_Aim of the exercise_: Copy the records below word for word, omitting the pictures.

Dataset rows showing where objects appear
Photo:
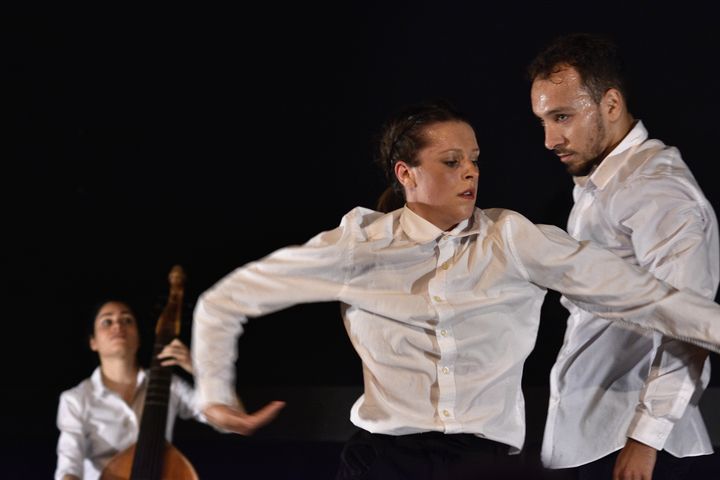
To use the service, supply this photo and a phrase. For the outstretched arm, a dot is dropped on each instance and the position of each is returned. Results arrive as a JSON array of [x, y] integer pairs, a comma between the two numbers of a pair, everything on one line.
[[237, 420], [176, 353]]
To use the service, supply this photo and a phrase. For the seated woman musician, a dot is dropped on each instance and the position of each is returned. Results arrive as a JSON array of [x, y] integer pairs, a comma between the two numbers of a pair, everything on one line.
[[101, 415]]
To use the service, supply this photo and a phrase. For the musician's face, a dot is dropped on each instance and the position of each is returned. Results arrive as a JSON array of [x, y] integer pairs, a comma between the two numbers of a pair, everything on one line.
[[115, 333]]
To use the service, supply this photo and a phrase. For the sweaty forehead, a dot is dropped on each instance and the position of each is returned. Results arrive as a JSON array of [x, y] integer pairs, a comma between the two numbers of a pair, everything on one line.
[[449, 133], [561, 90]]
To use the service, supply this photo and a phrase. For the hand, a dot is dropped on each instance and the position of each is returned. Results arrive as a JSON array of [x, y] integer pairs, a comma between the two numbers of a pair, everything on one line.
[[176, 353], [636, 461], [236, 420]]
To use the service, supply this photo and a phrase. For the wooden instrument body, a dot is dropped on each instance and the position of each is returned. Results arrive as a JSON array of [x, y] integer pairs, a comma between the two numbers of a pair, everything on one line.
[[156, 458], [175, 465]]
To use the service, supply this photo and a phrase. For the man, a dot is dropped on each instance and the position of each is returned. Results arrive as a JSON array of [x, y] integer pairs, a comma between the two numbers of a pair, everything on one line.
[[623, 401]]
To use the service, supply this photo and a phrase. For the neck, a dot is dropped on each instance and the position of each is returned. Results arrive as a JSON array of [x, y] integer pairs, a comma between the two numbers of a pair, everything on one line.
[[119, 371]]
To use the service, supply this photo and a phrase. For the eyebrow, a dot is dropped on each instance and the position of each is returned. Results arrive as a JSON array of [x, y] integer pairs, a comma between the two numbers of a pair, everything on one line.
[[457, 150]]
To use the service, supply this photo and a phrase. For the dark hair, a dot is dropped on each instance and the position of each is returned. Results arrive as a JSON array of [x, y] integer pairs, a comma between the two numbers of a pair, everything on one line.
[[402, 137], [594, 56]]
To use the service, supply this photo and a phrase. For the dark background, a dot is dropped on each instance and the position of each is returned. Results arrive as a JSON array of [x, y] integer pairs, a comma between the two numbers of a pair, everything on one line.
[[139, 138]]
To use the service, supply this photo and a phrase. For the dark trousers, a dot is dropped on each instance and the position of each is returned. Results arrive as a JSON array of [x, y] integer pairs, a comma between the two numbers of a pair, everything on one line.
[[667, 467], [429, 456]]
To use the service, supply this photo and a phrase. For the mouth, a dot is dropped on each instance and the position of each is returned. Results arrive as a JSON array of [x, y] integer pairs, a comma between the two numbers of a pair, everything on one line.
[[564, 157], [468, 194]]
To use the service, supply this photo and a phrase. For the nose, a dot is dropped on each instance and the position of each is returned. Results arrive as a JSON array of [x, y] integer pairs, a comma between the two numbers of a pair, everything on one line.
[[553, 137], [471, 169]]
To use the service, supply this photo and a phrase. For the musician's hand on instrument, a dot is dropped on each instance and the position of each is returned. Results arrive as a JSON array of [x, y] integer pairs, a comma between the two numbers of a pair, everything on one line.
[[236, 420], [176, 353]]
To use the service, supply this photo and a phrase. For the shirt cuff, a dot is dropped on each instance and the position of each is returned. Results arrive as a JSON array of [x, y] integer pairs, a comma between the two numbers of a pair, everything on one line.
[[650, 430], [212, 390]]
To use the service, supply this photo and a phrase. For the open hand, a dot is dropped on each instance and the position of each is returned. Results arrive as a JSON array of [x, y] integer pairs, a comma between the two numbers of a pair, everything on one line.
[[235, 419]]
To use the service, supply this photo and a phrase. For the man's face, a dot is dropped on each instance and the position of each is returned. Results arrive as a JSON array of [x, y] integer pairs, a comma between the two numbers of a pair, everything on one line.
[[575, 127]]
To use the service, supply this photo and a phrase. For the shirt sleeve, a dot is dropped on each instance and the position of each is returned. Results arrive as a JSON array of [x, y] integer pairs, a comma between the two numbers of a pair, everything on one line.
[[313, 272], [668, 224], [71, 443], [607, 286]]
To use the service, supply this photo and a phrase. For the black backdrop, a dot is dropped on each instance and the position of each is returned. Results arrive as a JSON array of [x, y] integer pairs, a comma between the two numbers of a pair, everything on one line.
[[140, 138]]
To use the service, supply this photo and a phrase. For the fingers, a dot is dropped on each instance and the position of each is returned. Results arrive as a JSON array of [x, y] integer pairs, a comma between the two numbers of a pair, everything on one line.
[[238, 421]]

_Response to this task_:
Photo:
To use the service, supply this photo and a phrase. For the outstretched arm, a dot is dropped on each instance and the position of each is returned. Results arrive as a JSON array of [x, y] integer pairs, a comma between the two numbers of a pair, everything on one line.
[[237, 420], [176, 353]]
To use the service, supply this photo and a phrase. For the seated woman musician, a dot is dropped on each instance and the position of each is returned. Results arrive as a JSON array of [x, y] integer pairs, a comma between the two numbers of a pair, everything on one line.
[[101, 415]]
To use the service, supply this photo and a phrase. For the musician's face, a dot is dropped on each instance and the position of each is returned. Results arrive as a JSON array of [x, y] integer pairs, a comma between the two numbers of a pair, everything on one line.
[[115, 333]]
To use the service, supply this photo and a phrase. For the sweaty forehead, a dot is dropped on each instance and the position of each is returned. Results arrive as a JSON array of [x, y] integer pairs, a comma between the two numbers of a pair, everything on one line.
[[449, 133], [561, 90]]
To use the service, supply this photo and a phrase. For the hand, a dot is dropped on each instance and the position of each is returned. Results arrive as a JSON array of [x, y] integer pairs, a comma between the two numbers of a pair, everything on one line.
[[176, 353], [636, 461], [236, 420]]
To use the service, supply this photo and a phrase. For the wooden instrument body, a dot is dropped on each instance and the position of each is returned. Results arrive as a JSON array of [x, y] integer pairs, a comma between the two numbers of a pair, everything on one line.
[[156, 458], [175, 465]]
To use the service, supply this photo and a phrase. For the man, a dot is dropped on each instance and the position of each is returned. Results arrive as a JSON array of [x, y] integer pairs, a comma between the two numbers of a pair, everything on one line.
[[623, 401]]
To use the service, supply this photo and a phrase. For the neck, a dot is dropped on each instance and the position of each is returned. Results arrive as a JSON array of [x, y] integer pairs, a comma between the two numbers of a pair, everything on one line.
[[119, 371]]
To use the service, supply this photo and a phrase. For the eyebrow, a dot is dropped on each instance and the position of each is returned. Results arrive as a JSON array of [x, y] integer pairs, a comma between the two numbers of a pair, everything on one line.
[[457, 150]]
To use the service, supply this photo and a phrase. For the dark hair, a dot is dropped on each instance and the position of each is returned. Results arrive as a JSON array of [x, y] integer pairs, a comma between the two numbers of a pair, everything on one line.
[[402, 137], [594, 56]]
To use the service, supply this photo and a phrase. For the dark background, a dot is dropped on each instance and the position of each is returned. Results arrive as a JSON array of [x, y] integer pairs, a comma between the two numbers of a pair, everything on one line.
[[139, 138]]
To use the service, supply this photo and a phrase. For the dark trousers, a dot is dropped on each instance and the position of each is returned. Results arrive as a JSON array of [x, y] integer pairs, a comma between the two numbers of a pair, everything on one line.
[[667, 467], [429, 456]]
To use the service, supply this photo and a phrase. For the mouth, a dot is dropped on each instance and the position of each is returned. Results arrive as a JSON array of [x, y] integer pairs, a comma between the two numbers of a pair, everything on one line.
[[564, 157], [468, 194]]
To use the service, supply this photo and a phrase. For the nose, a dot is dropped on each instance and the position of each is returned. Results arrive as a JSON array of [x, y] integer pairs, a comma between the two numbers of a pair, everything on one line.
[[553, 137], [471, 169]]
To use the service, supply this photo and a phrase. For the musician's hand on instrument, a dot is dropped on each instance and the position of each is returned. Results arrive as a JSON array of [x, y] integer pairs, a comma between the two numbers of a pair, everything on one line.
[[236, 420], [176, 353]]
To use the service, supply this photo and a phrase. For the shirt cuff, a dot is dropped on each instance and the position of each is returned. Results arrive as a JSON array of [x, y] integer pairs, a comma between the two numbers of a pair, everything on one line.
[[650, 430], [212, 390]]
To use the service, supply this photo and a phrase. For the open hand, a dot is dropped on each instance and the position of each is returned. Results arrive as a JSON array of [x, y] integer pairs, a comma between the two numbers of a pair, everything on one line.
[[235, 419]]
To use the service, supply this photo and a phrase. For the man's face, a dot is dropped on each instance and the position of each is returned. Results arrive as a JSON array of [x, y] integer pairs, a comma between the two numbers of a pair, everything on one line.
[[575, 127]]
To use the service, supply this photo and a phrase. For the shirt sleeve, a dot is dropped on each instance and the position of each is returned. Results arrive as a JSON array of [x, y] integer pairs, a comma between the two numbers of a pair, everything on one line.
[[313, 272], [668, 224], [71, 443], [607, 286]]
To use the service, supply this photo and a phrase. For the black backdrop, a dot is dropped on each instance and the position of each is returned. Results arrive as a JSON array of [x, y] integer pairs, a comma between the two numbers of a pair, everything on one line.
[[140, 138]]
To use the service, supply this photo and a phrase. For the fingers, a dot is dropped on each instance and the position of each is returned. Results arrive as a JSON array of [x, y] integer pairs, a comma between the two numbers of a pair, everything on one line.
[[238, 421]]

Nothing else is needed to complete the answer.